* _WORK REQUEST A_
Repeat the full text on the origin of the Ka Mate haka, without any changes.
* _WORK REQUEST B_
Reproduce the section of the rows that opens with their first line and closes with the line containing "rough mask: <svg", both ends included. Output only those lines.
EXCERPT PROVIDED below:
Wednesday 16 September 2015

Here Come the Men in Black

Ka mate, ka mate! ka ora! ka ora!
Ka mate! ka mate! ka ora! ka ora!
Tēnei te tangata pūhuruhuru
Nāna nei i tiki mai whakawhiti te rā
Ā, upane! ka upane!
Ā, upane, ka upane, whiti te ra!
 
 
New Zealand 1820. The conflict known to posterity as the Musket Wars is in its early stages. This was an escalating cycle of increasingly bloody tribal warfare, fuelled by the arrival of Europeans who had revolutionised the traditional practice of raiding parties or taua through the introduction of both firearms and the humble potato. Better armed and better fed through these two innovations, obtained from European settlers, who had short-sightedly traded guns in exchange for land, the Maori had been able to launch ever more ambitious raids upon their neighbours.

A musket wielding Maori war party
 
It was whilst fleeing from one such bloody encounter on the North Island that the leader of a war party of the Ngati Toa tribe named Te Rauparaha sought to evade his pursuers by hiding in a food storage pit. He waited in the darkness and then at last the covering of the pit was pulled away. Blinking in the sunlight, Te Rauparaha did not know if it was a friend or an enemy who had discovered his hiding place. Were these his last moments or was he saved? It turned out that it was his ally who had found him, Te Whareangi; the hairy man. After clambering up gratefully into the sunlight to be greeted by his friend, Te Rauparaha decided to immortalise his deliverance in the words of a haka or ceremonial war dance, which are at the top of this post. It translates as:
 
It is death, it is death, it is life, it is life,
It is death, it is death, it is life, it is life,
It is the hairy man,
Who brought the sun and caused it to shine,
A step upwards, another step upwards,
A step upwards, another step upwards, the sun shines.
Rise!
End of EXCERPT PROVIDED.
ENTRIES SUPPLIED below:
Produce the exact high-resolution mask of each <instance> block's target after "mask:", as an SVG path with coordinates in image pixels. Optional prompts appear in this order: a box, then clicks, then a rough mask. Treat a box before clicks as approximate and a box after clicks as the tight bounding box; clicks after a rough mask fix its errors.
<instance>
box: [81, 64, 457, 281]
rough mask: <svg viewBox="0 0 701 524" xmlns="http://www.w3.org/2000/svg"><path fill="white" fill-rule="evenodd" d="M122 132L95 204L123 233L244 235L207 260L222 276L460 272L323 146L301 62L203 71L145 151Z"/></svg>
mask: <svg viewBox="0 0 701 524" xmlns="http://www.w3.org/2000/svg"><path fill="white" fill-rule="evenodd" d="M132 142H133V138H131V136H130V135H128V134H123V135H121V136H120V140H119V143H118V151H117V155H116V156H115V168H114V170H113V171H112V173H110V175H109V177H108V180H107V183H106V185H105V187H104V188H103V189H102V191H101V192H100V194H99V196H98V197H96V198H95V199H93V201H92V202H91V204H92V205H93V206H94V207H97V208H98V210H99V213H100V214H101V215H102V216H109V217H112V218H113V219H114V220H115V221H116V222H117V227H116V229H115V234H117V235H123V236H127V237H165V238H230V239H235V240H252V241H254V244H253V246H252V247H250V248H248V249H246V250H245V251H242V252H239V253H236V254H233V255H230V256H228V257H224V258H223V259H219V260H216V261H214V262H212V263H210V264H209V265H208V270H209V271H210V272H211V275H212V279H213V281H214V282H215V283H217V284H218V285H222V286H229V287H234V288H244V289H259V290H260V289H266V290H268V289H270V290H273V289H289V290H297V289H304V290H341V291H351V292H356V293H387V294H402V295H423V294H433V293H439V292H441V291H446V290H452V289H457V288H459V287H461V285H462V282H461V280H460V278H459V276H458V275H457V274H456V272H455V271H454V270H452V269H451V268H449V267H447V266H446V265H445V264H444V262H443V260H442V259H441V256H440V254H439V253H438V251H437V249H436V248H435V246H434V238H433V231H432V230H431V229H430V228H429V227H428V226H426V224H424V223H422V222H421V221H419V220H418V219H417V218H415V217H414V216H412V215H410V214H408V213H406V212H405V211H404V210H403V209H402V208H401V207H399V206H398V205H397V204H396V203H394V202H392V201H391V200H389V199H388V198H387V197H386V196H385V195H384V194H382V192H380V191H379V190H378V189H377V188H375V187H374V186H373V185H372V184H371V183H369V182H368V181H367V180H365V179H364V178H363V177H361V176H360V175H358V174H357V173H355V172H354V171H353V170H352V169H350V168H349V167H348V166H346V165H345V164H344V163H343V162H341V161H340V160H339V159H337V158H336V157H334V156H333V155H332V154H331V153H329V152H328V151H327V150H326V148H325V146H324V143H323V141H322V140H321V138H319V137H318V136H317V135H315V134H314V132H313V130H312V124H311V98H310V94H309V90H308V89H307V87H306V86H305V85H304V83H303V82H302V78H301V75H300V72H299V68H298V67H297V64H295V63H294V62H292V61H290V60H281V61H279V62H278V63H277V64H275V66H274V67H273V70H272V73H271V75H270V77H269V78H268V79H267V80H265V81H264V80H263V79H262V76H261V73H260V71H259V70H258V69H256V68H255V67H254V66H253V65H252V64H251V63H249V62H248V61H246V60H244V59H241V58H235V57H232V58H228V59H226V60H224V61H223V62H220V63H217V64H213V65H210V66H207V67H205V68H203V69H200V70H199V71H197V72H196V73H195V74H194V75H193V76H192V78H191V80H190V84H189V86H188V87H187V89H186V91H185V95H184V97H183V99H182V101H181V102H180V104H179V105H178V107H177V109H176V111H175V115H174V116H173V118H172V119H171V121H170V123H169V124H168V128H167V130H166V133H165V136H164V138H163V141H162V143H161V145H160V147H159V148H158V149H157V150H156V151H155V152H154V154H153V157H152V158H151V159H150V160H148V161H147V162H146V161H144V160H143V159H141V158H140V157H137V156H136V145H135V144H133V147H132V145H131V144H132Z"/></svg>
End of ENTRIES SUPPLIED.
* _REPLY A_
Wednesday 16 September 2015

Here Come the Men in Black

Ka mate, ka mate! ka ora! ka ora!
Ka mate! ka mate! ka ora! ka ora!
Tēnei te tangata pūhuruhuru
Nāna nei i tiki mai whakawhiti te rā
Ā, upane! ka upane!
Ā, upane, ka upane, whiti te ra!
 
 
New Zealand 1820. The conflict known to posterity as the Musket Wars is in its early stages. This was an escalating cycle of increasingly bloody tribal warfare, fuelled by the arrival of Europeans who had revolutionised the traditional practice of raiding parties or taua through the introduction of both firearms and the humble potato. Better armed and better fed through these two innovations, obtained from European settlers, who had short-sightedly traded guns in exchange for land, the Maori had been able to launch ever more ambitious raids upon their neighbours.

A musket wielding Maori war party
 
It was whilst fleeing from one such bloody encounter on the North Island that the leader of a war party of the Ngati Toa tribe named Te Rauparaha sought to evade his pursuers by hiding in a food storage pit. He waited in the darkness and then at last the covering of the pit was pulled away. Blinking in the sunlight, Te Rauparaha did not know if it was a friend or an enemy who had discovered his hiding place. Were these his last moments or was he saved? It turned out that it was his ally who had found him, Te Whareangi; the hairy man. After clambering up gratefully into the sunlight to be greeted by his friend, Te Rauparaha decided to immortalise his deliverance in the words of a haka or ceremonial war dance, which are at the top of this post. It translates as:
 
It is death, it is death, it is life, it is life,
It is death, it is death, it is life, it is life,
It is the hairy man,
Who brought the sun and caused it to shine,
A step upwards, another step upwards,
A step upwards, another step upwards, the sun shines.
Rise!

* _REPLY B_
Produce the exact high-resolution mask of each <instance> block's target after "mask:", as an SVG path with coordinates in image pixels. Optional prompts appear in this order: a box, then clicks, then a rough mask. Treat a box before clicks as approximate and a box after clicks as the tight bounding box; clicks after a rough mask fix its errors.
<instance>
box: [81, 64, 457, 281]
rough mask: <svg viewBox="0 0 701 524" xmlns="http://www.w3.org/2000/svg"><path fill="white" fill-rule="evenodd" d="M122 132L95 204L123 233L244 235L207 260L222 276L460 272L323 146L301 62L203 71L145 151Z"/></svg>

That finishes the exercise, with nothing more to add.